§ Required work: Omit every picture and return the rest of the data unaltered.

§ Data supplied:

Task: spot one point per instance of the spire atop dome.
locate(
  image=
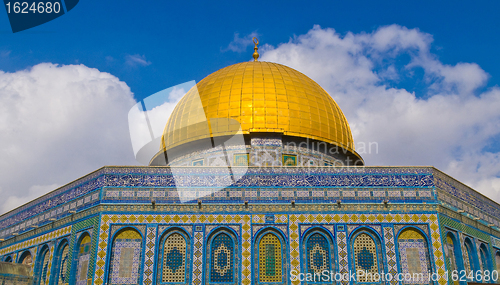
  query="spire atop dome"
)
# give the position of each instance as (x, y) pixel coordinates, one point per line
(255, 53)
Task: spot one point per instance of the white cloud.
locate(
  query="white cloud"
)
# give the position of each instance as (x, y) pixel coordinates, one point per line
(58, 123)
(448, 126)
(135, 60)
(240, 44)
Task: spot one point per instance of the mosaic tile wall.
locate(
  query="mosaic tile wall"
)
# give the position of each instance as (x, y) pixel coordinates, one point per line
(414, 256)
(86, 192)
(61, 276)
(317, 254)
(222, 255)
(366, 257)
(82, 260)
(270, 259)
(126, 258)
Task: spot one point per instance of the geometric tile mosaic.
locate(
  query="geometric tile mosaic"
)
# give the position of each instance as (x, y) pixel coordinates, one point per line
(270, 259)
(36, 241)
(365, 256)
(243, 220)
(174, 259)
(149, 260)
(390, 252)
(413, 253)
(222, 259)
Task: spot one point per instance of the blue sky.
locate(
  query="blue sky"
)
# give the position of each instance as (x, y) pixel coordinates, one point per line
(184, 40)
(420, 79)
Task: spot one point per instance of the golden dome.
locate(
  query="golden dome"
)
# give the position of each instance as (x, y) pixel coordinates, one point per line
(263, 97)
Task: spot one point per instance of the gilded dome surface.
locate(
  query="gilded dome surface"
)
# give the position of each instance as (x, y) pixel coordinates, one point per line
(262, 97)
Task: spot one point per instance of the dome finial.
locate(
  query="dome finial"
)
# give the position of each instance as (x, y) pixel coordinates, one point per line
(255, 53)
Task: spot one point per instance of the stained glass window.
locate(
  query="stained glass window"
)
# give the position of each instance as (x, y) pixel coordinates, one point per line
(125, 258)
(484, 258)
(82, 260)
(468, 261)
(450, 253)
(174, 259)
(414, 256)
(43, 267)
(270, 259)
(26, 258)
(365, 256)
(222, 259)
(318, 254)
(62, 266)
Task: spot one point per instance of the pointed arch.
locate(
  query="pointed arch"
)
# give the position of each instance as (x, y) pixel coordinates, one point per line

§ Exercise response:
Task: spot one point per instance of the spire atop dome.
locate(
  image=
  query="spire atop dome"
)
# give the position of each instance as (x, y) pixel coordinates, one point per line
(255, 53)
Task: spot one point per instance of the white cloud.
locate(
  query="white cloud"
)
# give the position of each instance as (x, y) pixel coordinates, one point per line
(58, 123)
(448, 126)
(135, 60)
(240, 44)
Task: spot one point per instance of the mosaic tile wall.
locate(
  query="mosaic tile wall"
)
# give the position of each instance as (x, y) pixel coordinates, one point per line
(414, 256)
(86, 192)
(61, 276)
(317, 254)
(222, 255)
(366, 257)
(82, 260)
(270, 259)
(126, 258)
Task: spot one point per instance of the geometric tile mosaic.
locate(
  query="geometric tile mosaic"
)
# give the position of each instance as (x, y) pixel coordinates, one point per line
(270, 259)
(36, 241)
(365, 256)
(243, 220)
(174, 259)
(149, 260)
(390, 252)
(413, 253)
(222, 259)
Task: spot one point per instance of the blue sky.
locate(
  query="blue sky"
)
# give the position of each instance as (x, y) pixel coordinates, one point per line
(184, 40)
(420, 79)
Task: spot one point per instance of the golden dome.
locate(
  query="golden dome"
)
# give the position of each instance as (x, y) pixel coordinates, one point per line
(263, 97)
Task: spot one point per instance of the gilded dome surface.
locate(
  query="gilded dome surface"
)
# give the position of each instance as (x, y) pixel coordinates, one point per line
(262, 97)
Task: spot one point per instance of the dome finial.
locate(
  query="dome finial"
)
# give the position of each instance as (x, y) pixel coordinates, one point per line
(255, 53)
Task: spot one point per instance of the stained glass window.
locate(
  query="stained glass window"
)
# give the position of each instance as (x, y) pixel coordinates, one point per line
(125, 258)
(484, 258)
(82, 260)
(468, 261)
(450, 253)
(174, 259)
(414, 256)
(43, 267)
(270, 259)
(26, 258)
(365, 256)
(222, 259)
(318, 254)
(62, 266)
Task: spot one point per instance of the pointed arch.
locate(
  query="pointed arch"
)
# give the position of each instance as (x, y) pixel coordinates, one point per line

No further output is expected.